• **What to work on**: Copy out all the entries shown below, exactly as they appear.

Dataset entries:

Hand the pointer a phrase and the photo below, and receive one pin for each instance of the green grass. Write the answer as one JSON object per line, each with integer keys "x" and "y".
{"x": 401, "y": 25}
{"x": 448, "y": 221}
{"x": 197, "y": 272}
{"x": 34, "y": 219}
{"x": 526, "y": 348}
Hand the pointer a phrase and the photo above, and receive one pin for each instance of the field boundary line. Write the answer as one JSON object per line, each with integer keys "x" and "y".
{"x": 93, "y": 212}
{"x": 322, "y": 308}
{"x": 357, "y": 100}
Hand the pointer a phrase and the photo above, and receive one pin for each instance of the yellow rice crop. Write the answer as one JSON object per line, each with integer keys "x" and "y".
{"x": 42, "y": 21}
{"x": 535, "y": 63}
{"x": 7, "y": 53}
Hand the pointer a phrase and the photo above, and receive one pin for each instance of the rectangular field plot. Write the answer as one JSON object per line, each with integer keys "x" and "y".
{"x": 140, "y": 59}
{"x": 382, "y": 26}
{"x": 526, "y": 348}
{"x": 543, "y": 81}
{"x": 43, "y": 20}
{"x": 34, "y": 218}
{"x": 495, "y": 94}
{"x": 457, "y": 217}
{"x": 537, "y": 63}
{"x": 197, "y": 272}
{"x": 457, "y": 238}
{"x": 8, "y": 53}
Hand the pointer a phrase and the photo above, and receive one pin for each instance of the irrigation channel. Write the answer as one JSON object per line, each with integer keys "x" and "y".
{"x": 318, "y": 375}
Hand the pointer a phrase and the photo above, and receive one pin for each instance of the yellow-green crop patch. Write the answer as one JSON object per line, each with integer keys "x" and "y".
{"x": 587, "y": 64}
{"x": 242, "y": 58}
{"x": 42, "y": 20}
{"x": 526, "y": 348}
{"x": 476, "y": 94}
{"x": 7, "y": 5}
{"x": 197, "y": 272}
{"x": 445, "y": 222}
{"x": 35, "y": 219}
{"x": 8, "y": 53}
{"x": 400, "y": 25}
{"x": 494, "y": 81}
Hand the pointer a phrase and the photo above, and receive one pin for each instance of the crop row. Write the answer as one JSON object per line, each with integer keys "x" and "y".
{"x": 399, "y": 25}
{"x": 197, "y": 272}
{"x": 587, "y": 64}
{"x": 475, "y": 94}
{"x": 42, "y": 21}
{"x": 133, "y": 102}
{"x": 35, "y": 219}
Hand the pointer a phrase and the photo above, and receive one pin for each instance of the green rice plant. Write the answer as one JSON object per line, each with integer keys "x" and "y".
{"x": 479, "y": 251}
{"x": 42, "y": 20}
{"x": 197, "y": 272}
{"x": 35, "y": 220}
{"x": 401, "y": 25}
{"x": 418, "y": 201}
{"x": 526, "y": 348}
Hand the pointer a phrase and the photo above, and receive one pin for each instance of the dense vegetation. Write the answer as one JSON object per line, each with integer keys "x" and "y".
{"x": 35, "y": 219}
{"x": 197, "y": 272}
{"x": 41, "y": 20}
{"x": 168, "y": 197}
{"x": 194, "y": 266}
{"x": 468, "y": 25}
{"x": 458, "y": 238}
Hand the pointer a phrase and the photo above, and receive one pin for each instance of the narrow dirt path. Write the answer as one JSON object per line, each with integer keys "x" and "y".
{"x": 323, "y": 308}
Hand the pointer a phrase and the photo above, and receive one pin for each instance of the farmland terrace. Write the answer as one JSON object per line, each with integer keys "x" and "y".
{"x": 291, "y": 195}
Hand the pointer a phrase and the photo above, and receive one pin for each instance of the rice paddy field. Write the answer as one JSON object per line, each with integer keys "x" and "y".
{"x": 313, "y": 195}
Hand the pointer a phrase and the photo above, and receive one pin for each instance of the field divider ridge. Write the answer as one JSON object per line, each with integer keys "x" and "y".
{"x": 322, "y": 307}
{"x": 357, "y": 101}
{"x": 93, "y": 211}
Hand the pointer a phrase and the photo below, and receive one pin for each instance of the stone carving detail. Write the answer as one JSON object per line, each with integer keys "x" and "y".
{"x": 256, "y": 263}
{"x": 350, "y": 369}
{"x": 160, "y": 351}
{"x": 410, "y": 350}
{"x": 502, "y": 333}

• **Response for this exercise**:
Hand the pointer a phrase and the photo below, and receive one pin for each instance of the green grass. Write the answer as one JSON object per line, each with integer keys "x" and "y".
{"x": 401, "y": 25}
{"x": 448, "y": 221}
{"x": 197, "y": 272}
{"x": 34, "y": 219}
{"x": 526, "y": 348}
Hand the pointer a phrase and the photo above, and receive one pin for each instance of the field boundary line. Write the answer as one JSON object per line, each with integer keys "x" and "y".
{"x": 93, "y": 212}
{"x": 322, "y": 308}
{"x": 357, "y": 100}
Hand the pointer a phrase and the photo above, and receive one pin for each instance of the yellow rice crop. Write the answer as one JSON object per line, each with integer keys "x" and "y".
{"x": 42, "y": 21}
{"x": 535, "y": 63}
{"x": 7, "y": 53}
Hand the pointer a phrase and the photo above, and receive one pin for each instance of the rectangular field plot. Write the answer as one JSON object per line, each with integer keys "x" and "y".
{"x": 140, "y": 59}
{"x": 382, "y": 26}
{"x": 526, "y": 348}
{"x": 543, "y": 81}
{"x": 43, "y": 20}
{"x": 34, "y": 218}
{"x": 495, "y": 94}
{"x": 457, "y": 217}
{"x": 537, "y": 63}
{"x": 197, "y": 272}
{"x": 457, "y": 238}
{"x": 8, "y": 53}
Hand the pointer a phrase and the photo above, and receive one pin for each instance of the irrigation channel. Write the answer as one JSON object per line, each with integer keys "x" and "y".
{"x": 318, "y": 375}
Hand the pointer a phrase and the photo above, and receive one pin for each instance of the yellow-green crop patch. Write the answer as one JSON object per line, each with integer keys "x" and "y".
{"x": 587, "y": 64}
{"x": 242, "y": 58}
{"x": 42, "y": 20}
{"x": 526, "y": 348}
{"x": 476, "y": 94}
{"x": 7, "y": 5}
{"x": 197, "y": 272}
{"x": 445, "y": 222}
{"x": 35, "y": 219}
{"x": 8, "y": 53}
{"x": 400, "y": 25}
{"x": 494, "y": 81}
Hand the pointer a phrase and the photo above, and receive one pin for each instance of the crop row. Write the answer as one JSON object per line, each with integer keys "x" and "y".
{"x": 399, "y": 25}
{"x": 197, "y": 272}
{"x": 587, "y": 64}
{"x": 475, "y": 94}
{"x": 42, "y": 21}
{"x": 133, "y": 102}
{"x": 35, "y": 219}
Hand the pointer a phrase and the photo above, and receive one pin for each instance of the green rice plant. Write the answer as one JSON object per line, each with integer keys "x" and "y".
{"x": 479, "y": 251}
{"x": 42, "y": 20}
{"x": 197, "y": 272}
{"x": 35, "y": 220}
{"x": 401, "y": 25}
{"x": 418, "y": 201}
{"x": 526, "y": 348}
Hand the pointer a phrase and the photo above, and receive one pin for each instance of the dense vegetation. Write the answer as one JSON object per line, each with integer keys "x" and "y".
{"x": 35, "y": 219}
{"x": 197, "y": 272}
{"x": 41, "y": 20}
{"x": 168, "y": 197}
{"x": 194, "y": 266}
{"x": 468, "y": 25}
{"x": 458, "y": 238}
Hand the pointer a phrase and the photo above, and receive one pin for each instance of the narrow dirt path. Write the answer as one JSON object per line, each with integer keys "x" and "y".
{"x": 323, "y": 308}
Hand the pointer a phrase and the photo above, and receive one pin for each instance of the farmland terrace. Write the answer as one JSON object per line, each with integer keys "x" and "y".
{"x": 291, "y": 195}
Hand the pointer a phrase and the photo above, and receive one pin for each instance of the rice paddy field. Write the answer as one JSON object per line, each with integer keys "x" and "y".
{"x": 313, "y": 195}
Hand the pointer a phrase and the photo above, and receive one pin for each instance of the field divider ridge. Write the answer as one JSON object per line, each with integer keys "x" and "y".
{"x": 322, "y": 307}
{"x": 357, "y": 101}
{"x": 93, "y": 211}
Hand the pointer a phrase and the photo below, and receive one pin for each instance of the stone carving detail. Write the answer as one JSON object per line, each with integer keys "x" and "y".
{"x": 256, "y": 263}
{"x": 350, "y": 369}
{"x": 160, "y": 351}
{"x": 410, "y": 350}
{"x": 502, "y": 333}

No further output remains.